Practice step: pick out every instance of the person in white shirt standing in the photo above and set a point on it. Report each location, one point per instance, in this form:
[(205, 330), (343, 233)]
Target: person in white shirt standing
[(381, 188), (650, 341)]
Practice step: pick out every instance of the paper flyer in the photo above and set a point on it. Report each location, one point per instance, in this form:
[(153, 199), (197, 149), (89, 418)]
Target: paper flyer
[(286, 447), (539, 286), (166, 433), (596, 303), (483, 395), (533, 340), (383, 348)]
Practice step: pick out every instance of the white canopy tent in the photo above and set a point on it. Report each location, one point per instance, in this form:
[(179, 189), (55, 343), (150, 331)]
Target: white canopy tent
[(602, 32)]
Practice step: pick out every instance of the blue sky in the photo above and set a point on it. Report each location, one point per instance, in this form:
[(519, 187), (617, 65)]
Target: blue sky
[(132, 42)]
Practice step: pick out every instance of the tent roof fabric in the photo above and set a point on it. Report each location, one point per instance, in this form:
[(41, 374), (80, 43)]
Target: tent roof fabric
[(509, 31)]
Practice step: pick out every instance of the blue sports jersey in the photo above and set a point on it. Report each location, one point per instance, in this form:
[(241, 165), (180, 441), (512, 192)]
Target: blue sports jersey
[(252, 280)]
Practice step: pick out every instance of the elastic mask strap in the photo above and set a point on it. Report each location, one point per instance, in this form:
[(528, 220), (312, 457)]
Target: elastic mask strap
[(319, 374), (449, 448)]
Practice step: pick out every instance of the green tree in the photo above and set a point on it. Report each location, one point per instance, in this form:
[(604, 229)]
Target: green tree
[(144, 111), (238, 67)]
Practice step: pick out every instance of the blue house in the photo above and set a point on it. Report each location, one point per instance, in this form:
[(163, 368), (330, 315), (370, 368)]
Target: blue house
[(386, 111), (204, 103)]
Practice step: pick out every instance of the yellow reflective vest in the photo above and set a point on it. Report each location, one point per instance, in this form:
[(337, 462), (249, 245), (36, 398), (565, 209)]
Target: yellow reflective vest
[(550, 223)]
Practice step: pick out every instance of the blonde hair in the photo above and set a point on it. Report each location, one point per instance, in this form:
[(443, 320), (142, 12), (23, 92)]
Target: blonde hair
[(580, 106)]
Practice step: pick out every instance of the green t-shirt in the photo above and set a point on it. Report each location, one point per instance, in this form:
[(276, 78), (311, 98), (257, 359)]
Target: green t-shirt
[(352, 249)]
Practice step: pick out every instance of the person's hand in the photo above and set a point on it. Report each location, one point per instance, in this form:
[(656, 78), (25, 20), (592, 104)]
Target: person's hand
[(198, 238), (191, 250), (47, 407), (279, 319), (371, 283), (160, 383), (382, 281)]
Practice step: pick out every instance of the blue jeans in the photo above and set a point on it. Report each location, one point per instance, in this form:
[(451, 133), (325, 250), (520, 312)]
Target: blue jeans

• • • • •

= Exercise =
Rewrite all the rows above as one numbered list, leaving out any blank lines.

= Response =
1. Practice step: pick out every instance of the person in white shirt standing in the photo above and set a point on it. Report each location, one point per instance, in this form:
2. [(205, 330), (343, 233)]
3. Target: person in white shirt standing
4. [(381, 188), (650, 341)]
5. Practice step: pick out every instance of the paper flyer in the photo above and set a point on it. Report each location, one point per instance, in this form:
6. [(153, 199), (197, 149), (89, 418)]
7. Target: paper flyer
8. [(286, 447), (539, 286), (166, 433), (596, 303), (483, 395), (533, 340), (383, 348)]
9. Practice step: pick out every instance of the white canopy tent in the photo above and set a point on it. Report each location, one point per instance, in this form:
10. [(179, 189), (55, 343), (150, 331)]
11. Target: white canopy tent
12. [(602, 32)]
13. Practice step: pick out every instance of the blue sky in the photo above and set a point on it. Report each location, one point per instance, in this form:
14. [(519, 187), (617, 65)]
15. Target: blue sky
16. [(132, 42)]
17. Practice step: pick out every instance of the tent roof fabric in the photo above and set a point on it. Report each location, one point per instance, in this form:
18. [(41, 374), (80, 43)]
19. Target: tent roof fabric
20. [(509, 31)]
21. Practice step: pick out every instance of the blue sports jersey in the photo above and set a point on it. Report each location, one point per instance, in this form:
22. [(241, 165), (180, 441), (512, 192)]
23. Target: blue sports jersey
24. [(252, 280)]
25. Practice step: pick out every instance of the elastic mask strap in the photo above and set a point on it. Report each location, one point per instance, in this form:
26. [(528, 220), (312, 457)]
27. Target: elastic mask strap
28. [(319, 374), (449, 448)]
29. Practice step: pick out every instance of the green tree in the photo above and set a point on it. Report each location, one point per instance, in this form:
30. [(604, 229)]
31. Target: green tree
32. [(144, 111), (238, 67)]
33. Practice step: pick out every instance of the blue house in the photo above and set a point on it. Report each location, one point per instance, in this form:
34. [(163, 368), (330, 315), (370, 368)]
35. Target: blue house
36. [(386, 111), (204, 103)]
37. Practice step: pick out every instance of the yellow reflective vest in the photo above and set a point on it. Report each location, one point per instance, in this form:
38. [(337, 462), (249, 245), (36, 398), (565, 209)]
39. Target: yellow reflective vest
40. [(550, 223)]
41. Practice step: pick out every instance of the blonde hair in the photo above and set a point on it. Report each location, one point per instance, in this form:
42. [(443, 320), (142, 12), (23, 92)]
43. Target: blonde hair
44. [(580, 106)]
45. Practice step: pick out every instance of the green t-shirt in the photo above and set a point on it. Report each location, one point per instance, in this form:
46. [(276, 78), (311, 98), (257, 359)]
47. Target: green t-shirt
48. [(352, 249)]
49. Practice step: pick out every instance of the person's hand in the photo above and set a point on it. Report each location, one point per instance, in this form:
50. [(656, 78), (25, 20), (592, 104)]
51. Target: person's hand
52. [(198, 238), (191, 250), (47, 407), (279, 319), (371, 283), (160, 383), (382, 281)]
53. Practice step: pick out every instance of the blue jeans in the photo above and set a point on it. Report each location, one point per instance, in this form:
54. [(451, 133), (325, 250), (520, 312)]
55. Target: blue jeans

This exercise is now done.